--- EXERCISE INSTRUCTIONS ---
Output the stretch of the setup notes for the p-value graph tool that begins with the words containing "The Data tools" and ends with "the ./requirements.txt file.".

--- GIVEN PASSAGE ---
This tool uses two different repositories: 1) Data Services (https://github.com/RENCI-AUTOMAT/Data_services) 2) Plater (https://github.com/TranslatorSRI/Plater)
The Data tools repo is used to help generate tsv files that define the nodes and edges of a graph. In this graph, the curies are the nodes, and the edges link all the nodes and include a "p_value" property. The plater tool is used to create a neo4j database that has the curies as nodes and p_value properties attached to the edges between the nodes.
These scripts were tested and assumptions were written for macOSX and python3.9, but should work on Ubuntu and other versions of python. If an older version of python is to be used, it's likely that the version numbers of some of the packages need to be downgraded in the ./requirements.txt file.
This should work with windows as well, but file paths will need to be modified.
This section will describe the steps that need to be performed before any of the p-values are computed or the NEO4j databases are created.
First, create, activate, and update a virutal environment.
python3.9 -m venv <path_to_venv>
source <path_to_venv>/bin/activate
pip install --upgrade pip
Usually
Next, install all requirements needed to run p-value scripts.
cd <path_to_icees_kg_folder>
pip install -r requirements.txt
pip install ./Plater/PLATER --no-dependencies
Follow instructions here https://docs.docker.com/get-docker/ to install docker on your machine.
Create a .env file in the root directory and add the following variables:
DATA_PATH="FILL_THIS_IN" FEATURES_YAML="FILL_THIS_IN" IDENTIFIERS_YAML="FILL_THIS_IN" NODE_NORM="FILL_THIS_IN" NAME_RESOLVER="FILL_THIS_IN" DATASET_NAME="FILL_THIS_IN"
There are two scripts that need to be run to generate tsv values that will be used by PLATER CLI tools to create a neo4j database with curie p-values. Both of these scripts live in the ./tsv_maker/
folder.
First, environment variables need to be set prior to running any tsv_maker scripts.
cd ./tsv_maker
chmod +x ./set_up_test_env.sh
source ./set_up_test_env.sh
Next, json files (node and edge) are created using the make_jsons.py script. Note: This takes a LONG time to run. Best to leave it running over night.
cd ./tsv_maker
python make_jsons.py
The make_jsons.py
script creates two files: p_val_edges.json
and p_val_nodes.json
. These files are then converted to .tsv files with the following script.

[Records taken from a collection]
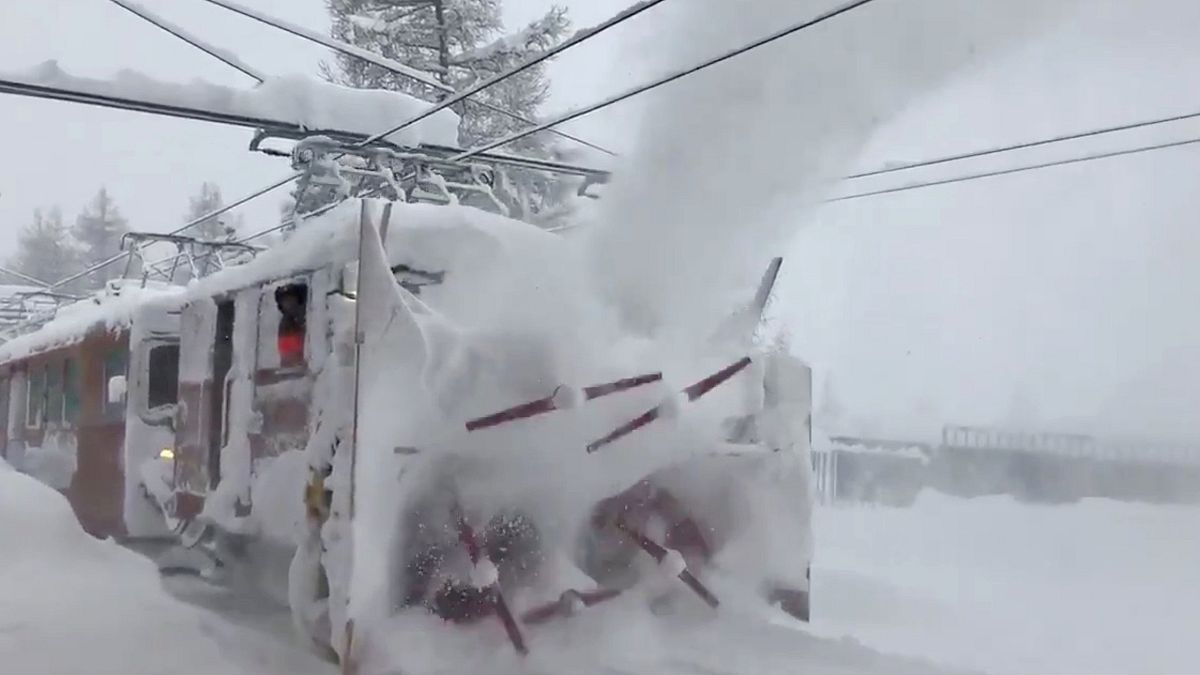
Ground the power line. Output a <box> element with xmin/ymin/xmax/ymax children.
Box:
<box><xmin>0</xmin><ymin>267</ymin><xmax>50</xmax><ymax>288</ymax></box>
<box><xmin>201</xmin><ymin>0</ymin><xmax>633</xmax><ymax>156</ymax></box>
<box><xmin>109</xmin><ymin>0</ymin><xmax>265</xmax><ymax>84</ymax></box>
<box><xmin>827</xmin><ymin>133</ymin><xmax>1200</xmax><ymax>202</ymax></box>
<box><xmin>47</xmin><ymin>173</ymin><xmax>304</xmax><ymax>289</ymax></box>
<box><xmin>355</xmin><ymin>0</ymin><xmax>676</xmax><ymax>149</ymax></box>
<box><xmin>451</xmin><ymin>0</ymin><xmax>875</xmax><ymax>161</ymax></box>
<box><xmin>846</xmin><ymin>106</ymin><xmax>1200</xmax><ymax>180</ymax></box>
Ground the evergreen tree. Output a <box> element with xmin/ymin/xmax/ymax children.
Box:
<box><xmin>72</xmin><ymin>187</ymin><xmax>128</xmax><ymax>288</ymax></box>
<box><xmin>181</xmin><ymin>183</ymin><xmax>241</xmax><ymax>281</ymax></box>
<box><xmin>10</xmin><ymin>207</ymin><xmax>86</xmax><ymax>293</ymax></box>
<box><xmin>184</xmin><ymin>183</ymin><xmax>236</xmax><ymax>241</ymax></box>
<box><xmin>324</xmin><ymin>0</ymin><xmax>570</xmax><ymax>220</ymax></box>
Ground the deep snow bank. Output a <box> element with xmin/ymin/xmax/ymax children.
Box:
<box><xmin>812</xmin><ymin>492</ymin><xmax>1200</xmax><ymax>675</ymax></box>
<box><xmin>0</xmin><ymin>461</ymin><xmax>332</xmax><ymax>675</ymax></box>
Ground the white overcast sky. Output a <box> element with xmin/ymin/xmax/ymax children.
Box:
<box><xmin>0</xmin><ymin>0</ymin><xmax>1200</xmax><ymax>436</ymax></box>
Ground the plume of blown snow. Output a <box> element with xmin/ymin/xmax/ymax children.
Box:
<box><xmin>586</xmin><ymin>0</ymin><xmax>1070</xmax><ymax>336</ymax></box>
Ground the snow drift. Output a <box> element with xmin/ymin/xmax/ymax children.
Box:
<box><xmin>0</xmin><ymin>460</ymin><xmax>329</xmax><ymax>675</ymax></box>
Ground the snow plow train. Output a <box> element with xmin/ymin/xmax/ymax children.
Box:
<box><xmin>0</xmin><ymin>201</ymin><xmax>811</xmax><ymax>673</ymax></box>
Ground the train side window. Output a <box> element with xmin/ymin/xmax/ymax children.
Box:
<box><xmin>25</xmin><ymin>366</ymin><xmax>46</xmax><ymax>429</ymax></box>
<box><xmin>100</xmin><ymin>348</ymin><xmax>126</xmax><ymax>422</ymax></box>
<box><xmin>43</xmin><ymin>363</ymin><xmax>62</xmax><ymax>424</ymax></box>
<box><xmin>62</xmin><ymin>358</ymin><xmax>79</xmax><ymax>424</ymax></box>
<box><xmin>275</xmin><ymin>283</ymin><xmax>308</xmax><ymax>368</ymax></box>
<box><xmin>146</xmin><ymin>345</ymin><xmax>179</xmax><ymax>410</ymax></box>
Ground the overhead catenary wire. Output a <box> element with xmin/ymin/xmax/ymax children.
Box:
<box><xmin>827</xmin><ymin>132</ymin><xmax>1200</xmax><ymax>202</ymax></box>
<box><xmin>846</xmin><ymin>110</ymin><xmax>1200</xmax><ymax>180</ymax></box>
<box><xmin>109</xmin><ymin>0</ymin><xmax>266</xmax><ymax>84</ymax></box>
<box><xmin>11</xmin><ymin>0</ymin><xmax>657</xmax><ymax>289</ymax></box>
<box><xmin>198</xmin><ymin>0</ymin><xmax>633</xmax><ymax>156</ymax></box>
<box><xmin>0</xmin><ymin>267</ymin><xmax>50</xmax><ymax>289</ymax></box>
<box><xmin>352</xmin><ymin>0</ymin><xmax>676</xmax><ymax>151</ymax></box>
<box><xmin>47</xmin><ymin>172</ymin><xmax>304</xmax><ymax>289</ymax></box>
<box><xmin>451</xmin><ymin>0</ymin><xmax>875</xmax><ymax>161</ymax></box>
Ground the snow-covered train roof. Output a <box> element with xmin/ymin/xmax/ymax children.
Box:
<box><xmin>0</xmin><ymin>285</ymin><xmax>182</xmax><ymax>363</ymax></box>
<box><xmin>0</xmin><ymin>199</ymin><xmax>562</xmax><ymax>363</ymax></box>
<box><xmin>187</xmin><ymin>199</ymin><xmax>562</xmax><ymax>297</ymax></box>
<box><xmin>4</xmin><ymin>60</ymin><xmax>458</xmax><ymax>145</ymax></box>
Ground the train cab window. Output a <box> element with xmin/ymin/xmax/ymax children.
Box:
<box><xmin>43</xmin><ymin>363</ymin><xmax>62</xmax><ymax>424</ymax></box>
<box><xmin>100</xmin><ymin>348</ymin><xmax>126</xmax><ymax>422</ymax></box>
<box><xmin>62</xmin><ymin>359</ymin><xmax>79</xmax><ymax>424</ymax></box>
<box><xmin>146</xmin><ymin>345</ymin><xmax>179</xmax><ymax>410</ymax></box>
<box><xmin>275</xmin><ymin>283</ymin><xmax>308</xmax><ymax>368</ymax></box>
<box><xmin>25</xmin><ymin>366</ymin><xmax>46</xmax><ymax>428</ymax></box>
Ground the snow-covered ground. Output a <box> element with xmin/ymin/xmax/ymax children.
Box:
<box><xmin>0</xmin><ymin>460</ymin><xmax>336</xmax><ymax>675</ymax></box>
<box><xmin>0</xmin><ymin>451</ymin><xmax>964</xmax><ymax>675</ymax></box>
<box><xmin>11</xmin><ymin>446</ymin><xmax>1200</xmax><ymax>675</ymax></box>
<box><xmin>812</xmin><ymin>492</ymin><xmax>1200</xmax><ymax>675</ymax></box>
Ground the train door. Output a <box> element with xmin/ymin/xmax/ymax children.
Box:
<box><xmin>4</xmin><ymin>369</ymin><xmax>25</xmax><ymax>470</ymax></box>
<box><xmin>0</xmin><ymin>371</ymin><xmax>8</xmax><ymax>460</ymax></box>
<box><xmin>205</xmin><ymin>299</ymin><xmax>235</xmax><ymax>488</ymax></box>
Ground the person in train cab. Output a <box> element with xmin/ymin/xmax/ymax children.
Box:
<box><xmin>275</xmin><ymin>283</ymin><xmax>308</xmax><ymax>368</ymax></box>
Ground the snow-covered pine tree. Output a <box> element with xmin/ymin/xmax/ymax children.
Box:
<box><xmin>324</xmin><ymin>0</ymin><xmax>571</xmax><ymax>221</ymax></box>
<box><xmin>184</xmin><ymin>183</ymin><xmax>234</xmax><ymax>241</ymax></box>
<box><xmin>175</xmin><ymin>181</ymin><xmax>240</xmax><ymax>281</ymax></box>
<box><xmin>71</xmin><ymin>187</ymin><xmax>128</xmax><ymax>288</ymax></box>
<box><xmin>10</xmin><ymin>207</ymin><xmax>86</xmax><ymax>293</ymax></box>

==

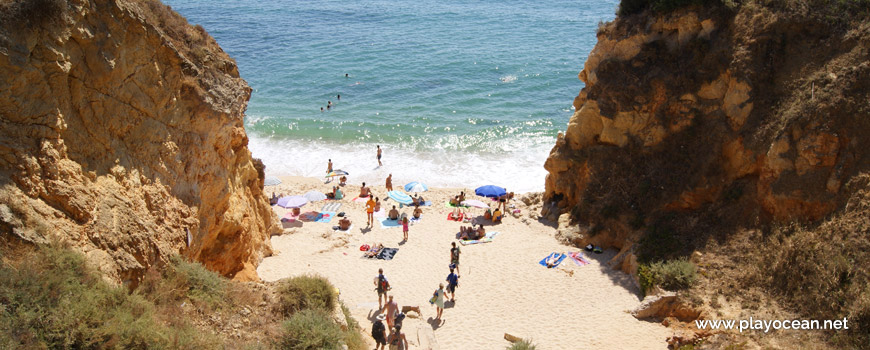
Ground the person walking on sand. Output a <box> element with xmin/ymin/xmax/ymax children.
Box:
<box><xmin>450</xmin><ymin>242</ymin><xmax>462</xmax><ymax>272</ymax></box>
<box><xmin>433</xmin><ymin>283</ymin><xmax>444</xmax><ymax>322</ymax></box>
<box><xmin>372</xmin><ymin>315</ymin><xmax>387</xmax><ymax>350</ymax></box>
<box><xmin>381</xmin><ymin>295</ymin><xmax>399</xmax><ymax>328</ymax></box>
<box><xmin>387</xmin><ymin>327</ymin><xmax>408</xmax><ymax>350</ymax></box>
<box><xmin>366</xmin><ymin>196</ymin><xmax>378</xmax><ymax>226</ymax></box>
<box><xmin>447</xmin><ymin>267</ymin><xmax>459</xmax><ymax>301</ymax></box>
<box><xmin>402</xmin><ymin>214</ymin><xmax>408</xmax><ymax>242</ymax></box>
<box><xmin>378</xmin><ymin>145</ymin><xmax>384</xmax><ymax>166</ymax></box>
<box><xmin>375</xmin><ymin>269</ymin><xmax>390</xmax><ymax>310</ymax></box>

--- FULL ANSWER ---
The Data tools repo is used to help generate tsv files that define the nodes and edges of a graph. In this graph, the curies are the nodes, and the edges link all the nodes and include a "p_value" property. The plater tool is used to create a neo4j database that has the curies as nodes and p_value properties attached to the edges between the nodes.
These scripts were tested and assumptions were written for macOSX and python3.9, but should work on Ubuntu and other versions of python. If an older version of python is to be used, it's likely that the version numbers of some of the packages need to be downgraded in the ./requirements.txt file.